§ **WHAT YOU SHOULD DO**
Tally the lines in the listing below that contain the string "sunglasses", and reply with the number alone.

§ **TASK INPUTS**
[BEGIN]
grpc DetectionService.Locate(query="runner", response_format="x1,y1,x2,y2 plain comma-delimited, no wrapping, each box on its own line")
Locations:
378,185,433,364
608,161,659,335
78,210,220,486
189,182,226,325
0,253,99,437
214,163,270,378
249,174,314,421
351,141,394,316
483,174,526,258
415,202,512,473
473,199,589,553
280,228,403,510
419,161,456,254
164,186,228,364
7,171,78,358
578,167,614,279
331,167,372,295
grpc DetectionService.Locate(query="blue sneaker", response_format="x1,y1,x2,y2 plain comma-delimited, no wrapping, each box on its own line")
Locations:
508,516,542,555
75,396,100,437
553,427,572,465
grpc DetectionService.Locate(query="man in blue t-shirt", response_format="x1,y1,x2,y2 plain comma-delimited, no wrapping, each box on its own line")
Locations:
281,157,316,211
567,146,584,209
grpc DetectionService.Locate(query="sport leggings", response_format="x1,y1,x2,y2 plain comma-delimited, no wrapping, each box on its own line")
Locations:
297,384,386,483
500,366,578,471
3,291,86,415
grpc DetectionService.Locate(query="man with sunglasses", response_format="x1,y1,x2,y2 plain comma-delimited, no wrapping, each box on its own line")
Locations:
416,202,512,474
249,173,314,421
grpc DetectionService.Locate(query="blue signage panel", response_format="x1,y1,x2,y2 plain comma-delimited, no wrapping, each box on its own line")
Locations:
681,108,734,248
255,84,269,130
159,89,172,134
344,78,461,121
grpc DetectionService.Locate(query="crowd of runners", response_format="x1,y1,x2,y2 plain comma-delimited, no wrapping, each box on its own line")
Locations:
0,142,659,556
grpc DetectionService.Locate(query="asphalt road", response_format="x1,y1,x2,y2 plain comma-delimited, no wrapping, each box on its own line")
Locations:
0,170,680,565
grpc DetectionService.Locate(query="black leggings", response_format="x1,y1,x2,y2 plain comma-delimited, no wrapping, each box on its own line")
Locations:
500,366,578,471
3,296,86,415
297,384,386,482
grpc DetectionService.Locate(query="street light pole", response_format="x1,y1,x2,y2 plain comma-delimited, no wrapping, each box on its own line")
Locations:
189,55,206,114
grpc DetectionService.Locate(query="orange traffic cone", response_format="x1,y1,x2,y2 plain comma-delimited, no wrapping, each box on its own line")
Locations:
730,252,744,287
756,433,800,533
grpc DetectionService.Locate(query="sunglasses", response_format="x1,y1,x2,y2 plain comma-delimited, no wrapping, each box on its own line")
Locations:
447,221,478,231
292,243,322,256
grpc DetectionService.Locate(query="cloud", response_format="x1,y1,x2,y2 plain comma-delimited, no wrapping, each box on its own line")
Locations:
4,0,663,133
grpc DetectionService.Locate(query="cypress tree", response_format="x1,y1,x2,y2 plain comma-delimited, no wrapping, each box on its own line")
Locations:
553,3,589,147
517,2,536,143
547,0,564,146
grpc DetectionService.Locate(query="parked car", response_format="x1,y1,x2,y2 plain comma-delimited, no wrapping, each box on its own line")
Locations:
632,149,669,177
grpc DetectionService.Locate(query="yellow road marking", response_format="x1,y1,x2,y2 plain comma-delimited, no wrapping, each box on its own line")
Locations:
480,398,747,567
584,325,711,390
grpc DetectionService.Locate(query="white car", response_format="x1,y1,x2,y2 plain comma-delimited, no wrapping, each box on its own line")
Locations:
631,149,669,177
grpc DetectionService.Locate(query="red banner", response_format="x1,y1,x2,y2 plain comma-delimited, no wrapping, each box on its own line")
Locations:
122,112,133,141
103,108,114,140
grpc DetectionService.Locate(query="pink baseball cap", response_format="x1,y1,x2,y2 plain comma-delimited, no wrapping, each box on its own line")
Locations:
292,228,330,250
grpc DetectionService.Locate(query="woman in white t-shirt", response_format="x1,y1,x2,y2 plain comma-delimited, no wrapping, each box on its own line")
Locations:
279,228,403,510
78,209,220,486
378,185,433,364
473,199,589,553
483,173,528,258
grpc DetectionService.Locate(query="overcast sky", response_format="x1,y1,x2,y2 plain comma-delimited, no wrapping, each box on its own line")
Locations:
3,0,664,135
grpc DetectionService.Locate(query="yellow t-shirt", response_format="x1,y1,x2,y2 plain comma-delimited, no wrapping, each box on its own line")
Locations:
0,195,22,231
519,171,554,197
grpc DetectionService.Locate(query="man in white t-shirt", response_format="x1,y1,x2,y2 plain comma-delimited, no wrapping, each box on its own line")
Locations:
[END]
§ **EXERCISE ANSWER**
2